%%

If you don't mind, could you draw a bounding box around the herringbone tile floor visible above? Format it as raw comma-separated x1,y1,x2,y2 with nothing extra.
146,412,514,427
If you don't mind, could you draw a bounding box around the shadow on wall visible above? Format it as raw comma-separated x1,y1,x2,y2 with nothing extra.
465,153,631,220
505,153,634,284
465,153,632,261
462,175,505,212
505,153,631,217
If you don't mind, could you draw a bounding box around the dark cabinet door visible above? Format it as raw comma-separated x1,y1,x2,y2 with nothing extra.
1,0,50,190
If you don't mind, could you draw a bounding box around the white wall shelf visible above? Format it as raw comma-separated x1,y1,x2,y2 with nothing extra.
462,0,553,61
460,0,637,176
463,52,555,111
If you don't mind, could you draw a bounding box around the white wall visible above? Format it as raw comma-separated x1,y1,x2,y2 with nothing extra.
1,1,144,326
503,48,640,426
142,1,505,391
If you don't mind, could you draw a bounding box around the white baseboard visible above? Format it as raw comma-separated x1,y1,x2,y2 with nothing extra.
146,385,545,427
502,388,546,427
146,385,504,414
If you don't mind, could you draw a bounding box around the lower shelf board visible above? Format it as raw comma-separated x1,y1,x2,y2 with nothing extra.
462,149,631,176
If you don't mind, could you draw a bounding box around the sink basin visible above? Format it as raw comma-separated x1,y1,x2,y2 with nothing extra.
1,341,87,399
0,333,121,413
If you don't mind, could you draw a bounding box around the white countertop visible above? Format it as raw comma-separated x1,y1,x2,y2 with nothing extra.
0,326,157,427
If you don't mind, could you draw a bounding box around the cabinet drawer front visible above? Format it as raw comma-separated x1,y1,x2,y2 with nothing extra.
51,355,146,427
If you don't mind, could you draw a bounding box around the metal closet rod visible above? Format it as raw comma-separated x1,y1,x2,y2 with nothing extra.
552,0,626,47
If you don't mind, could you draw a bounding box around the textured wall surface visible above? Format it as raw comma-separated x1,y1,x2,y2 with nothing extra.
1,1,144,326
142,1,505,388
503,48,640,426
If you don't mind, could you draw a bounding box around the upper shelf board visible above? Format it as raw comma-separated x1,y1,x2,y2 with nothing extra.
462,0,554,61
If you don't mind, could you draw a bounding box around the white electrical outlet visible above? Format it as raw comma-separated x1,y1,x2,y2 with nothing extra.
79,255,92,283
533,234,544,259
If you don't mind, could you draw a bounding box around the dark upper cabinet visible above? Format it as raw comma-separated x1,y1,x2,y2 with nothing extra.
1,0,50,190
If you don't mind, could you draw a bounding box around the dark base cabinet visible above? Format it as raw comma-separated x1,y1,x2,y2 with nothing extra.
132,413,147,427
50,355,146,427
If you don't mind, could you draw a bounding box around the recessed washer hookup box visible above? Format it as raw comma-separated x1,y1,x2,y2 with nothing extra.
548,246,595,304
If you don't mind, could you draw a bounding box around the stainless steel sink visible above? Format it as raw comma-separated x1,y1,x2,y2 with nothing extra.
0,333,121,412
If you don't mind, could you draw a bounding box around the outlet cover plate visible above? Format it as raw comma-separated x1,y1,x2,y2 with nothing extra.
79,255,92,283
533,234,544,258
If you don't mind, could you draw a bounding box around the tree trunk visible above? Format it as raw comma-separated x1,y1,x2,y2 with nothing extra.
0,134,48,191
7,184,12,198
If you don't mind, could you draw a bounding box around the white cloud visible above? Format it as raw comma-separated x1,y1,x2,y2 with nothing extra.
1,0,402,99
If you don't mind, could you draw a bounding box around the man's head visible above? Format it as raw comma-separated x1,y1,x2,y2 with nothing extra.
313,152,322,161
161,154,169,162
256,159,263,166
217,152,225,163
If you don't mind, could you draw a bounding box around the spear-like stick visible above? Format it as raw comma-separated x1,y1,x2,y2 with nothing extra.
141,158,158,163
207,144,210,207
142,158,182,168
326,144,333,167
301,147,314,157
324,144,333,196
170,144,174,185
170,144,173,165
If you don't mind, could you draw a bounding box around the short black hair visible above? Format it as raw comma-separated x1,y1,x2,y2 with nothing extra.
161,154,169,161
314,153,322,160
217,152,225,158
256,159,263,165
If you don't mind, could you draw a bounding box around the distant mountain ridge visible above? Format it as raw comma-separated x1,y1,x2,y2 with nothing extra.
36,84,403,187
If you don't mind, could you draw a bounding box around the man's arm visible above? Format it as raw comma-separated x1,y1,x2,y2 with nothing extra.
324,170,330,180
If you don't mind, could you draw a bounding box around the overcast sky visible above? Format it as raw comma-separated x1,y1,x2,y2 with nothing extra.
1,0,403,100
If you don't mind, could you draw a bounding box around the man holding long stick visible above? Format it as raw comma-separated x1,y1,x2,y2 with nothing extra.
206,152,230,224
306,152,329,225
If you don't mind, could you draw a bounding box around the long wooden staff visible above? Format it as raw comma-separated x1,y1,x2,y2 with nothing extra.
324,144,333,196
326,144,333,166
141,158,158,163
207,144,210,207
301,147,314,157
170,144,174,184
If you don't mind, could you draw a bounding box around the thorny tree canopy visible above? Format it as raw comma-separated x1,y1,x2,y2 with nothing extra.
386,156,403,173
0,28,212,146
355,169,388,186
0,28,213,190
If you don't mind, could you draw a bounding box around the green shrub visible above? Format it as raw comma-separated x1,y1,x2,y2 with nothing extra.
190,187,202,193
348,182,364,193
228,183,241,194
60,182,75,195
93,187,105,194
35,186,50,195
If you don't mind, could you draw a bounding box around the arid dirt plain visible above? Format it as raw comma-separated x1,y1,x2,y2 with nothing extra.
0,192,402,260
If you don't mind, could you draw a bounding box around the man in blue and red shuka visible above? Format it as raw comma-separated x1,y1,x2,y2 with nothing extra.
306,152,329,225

%%

> **Task objective**: Give all the records again. Match them exactly.

> **Answer space**:
If you don't mind, could you draw a bounding box around the herringbone tile floor visible above? Format it as raw comma-separated x1,y1,x2,y2 with nothing extra.
146,412,514,427
If you don't mind, could you draw a bounding box around the shadow on wall visible above? Format it as raw comma-separated x1,y1,x2,y2 with nothing extra.
465,153,631,220
505,153,634,284
465,153,632,261
462,175,505,212
505,153,631,217
If you don't mind, could you draw a bounding box around the dark cabinet door visible above? Format it as raw comma-separated x1,y1,x2,y2 with nothing extra.
1,0,50,190
If you don't mind, could you draw a bounding box around the white wall shelf visible above? Format it as raw comma-separated x1,y1,x2,y2 with nothing extra.
462,0,553,61
460,0,637,176
463,52,555,111
If you don't mind, could you draw a bounding box around the white wall visible above? Format it as raw comma-separated x1,y1,x2,y2 with nothing extra.
1,1,144,326
503,48,640,426
142,1,505,391
If you don't mind, could you draw a bounding box around the white baseboard visible above? Format it as raw comma-separated x1,y1,x2,y2 with nothing extra.
146,385,545,427
502,388,546,427
146,385,504,414
If you don't mind, could you draw a bounding box around the lower shelf board visible above? Format it as raw comma-separated x1,y1,x2,y2 with nothing extra.
462,149,631,176
If you don't mind, could you draw a bounding box around the sink basin visible above? Format it as raw comma-separated x1,y1,x2,y2 with nothing extra.
1,341,87,399
0,333,121,413
If you don't mind, could you draw a bounding box around the white countertop visible above? Format it as raw comma-separated x1,y1,x2,y2 with nothing extra.
0,326,157,427
If you don't mind, could you draw a bounding box around the cabinet drawer front visible above? Format it as raw comma-separated x1,y1,x2,y2 with nothing extra.
51,355,146,427
If you don't mind, could you draw a bounding box around the metal closet rod visible above? Format it as raw comma-separated x1,y1,x2,y2 with nothing extra.
552,0,626,47
If you don't mind, could you draw a bounding box around the textured wall surface visible above? Format it as raw comma-separated x1,y1,x2,y2 with nothing extra.
1,1,144,326
142,1,505,388
503,48,640,426
If you don't mind, could you draw a bounding box around the upper shelf board visible above? Format it as raw comma-separated x1,y1,x2,y2 with nothing extra.
462,0,554,61
If you don't mind, could you draw a bounding box around the white electrical outlet visible above? Format it as raw comma-separated x1,y1,x2,y2 with nothing extra.
79,255,92,283
533,234,544,259
If you don't mind, could you draw a bounding box around the dark upper cabinet visible above? Format it as raw comma-separated x1,y1,x2,y2 with nothing extra.
1,0,50,190
If you don't mind, could you draw a bounding box around the dark base cabinet visible above? Format it as raw comma-separated x1,y1,x2,y2 with nothing extra.
132,413,147,427
50,355,146,427
If you don't mind, could you draw a bounding box around the recessed washer hookup box visible above? Format it as raw comma-separated x1,y1,x2,y2 with nothing extra.
548,246,595,304
If you don't mind, could you draw a bounding box around the stainless steel sink visible above? Format it as raw comma-separated x1,y1,x2,y2 with nothing extra.
0,333,121,412
If you don't mind, could you draw a bounding box around the outlet cover plate visible above? Format it as raw comma-separated x1,y1,x2,y2 with nothing extra.
79,255,92,283
533,234,544,258
If you don't mind, could you draw a bounding box around the tree trunk visible above? Format it as raw comma-separated x1,y1,x2,y2 with nothing extra.
0,134,48,191
7,184,12,198
If you don't mind, could you draw a bounding box around the white cloud visible above? Format it as raw comma-separated x1,y1,x2,y2 with nothing extra.
1,0,402,99
If you don't mind, could you draw a bounding box around the man's head visible above? Format it as raw comma-separated x1,y1,x2,y2 with nothing extra.
313,152,322,161
161,154,169,162
256,159,263,166
217,152,225,163
If you don't mind, could you draw a bounding box around the spear-like stick visible above? Format it as raw comma-separated x1,y1,x2,y2 with nothing extra.
141,158,158,163
207,144,210,207
142,158,182,168
326,144,333,167
301,147,314,157
324,144,333,196
170,144,174,185
170,144,173,165
If you don't mind, could you draw a bounding box around the short black hair visible above? Format it as raw comma-separated x1,y1,x2,y2 with nothing extra.
161,154,169,161
314,153,322,160
217,152,225,158
256,159,263,165
If you don't mind, could you draw a bounding box around the distant mountain ridge visible above? Format it as raw comma-separated x1,y1,x2,y2 with nothing extra.
36,84,403,187
If you don't mind, could you draw a bounding box around the man's arm visible above? Format it as raw comma-separated x1,y1,x2,y2 with nothing extra.
324,170,330,180
If you don't mind, could you draw a bounding box around the overcast sky visible above? Format it as raw comma-separated x1,y1,x2,y2 with nothing extra.
1,0,403,100
If you don't mind, could you draw a bounding box around the man holding long stick visible above? Format it as raw comma-separated x1,y1,x2,y2 with nothing extra.
206,152,230,224
306,152,329,225
If you don't mind, could you draw a bounding box around the long wooden staff visible above? Format it as raw comma-separated x1,y1,x2,y2 with nothing extra.
324,144,333,196
326,144,333,166
141,158,158,163
207,144,210,207
301,147,314,157
170,144,174,184
If you don't mind, could you draw a bounding box around the thorny tree canopy visible above? Format it as raw comma-separated x1,y1,x2,y2 with nothing extra.
386,156,403,173
0,28,212,146
355,169,388,186
0,28,213,190
If you don't mind, could you draw a bounding box around the green shrub visible above? Format it as raw comma-separated x1,y1,x2,y2 with nothing extra.
190,187,202,193
348,182,364,193
228,183,241,194
60,182,75,195
93,187,105,194
35,186,50,195
If you don't mind, could you draw a bounding box around the arid dirt plain visible above? Format it as raw comma-separated x1,y1,x2,y2 with nothing extra.
0,192,402,260
If you don't mind, could you draw a bounding box around the man in blue and red shuka visible above? Format it as raw comma-separated x1,y1,x2,y2 with nothing extra.
306,152,329,225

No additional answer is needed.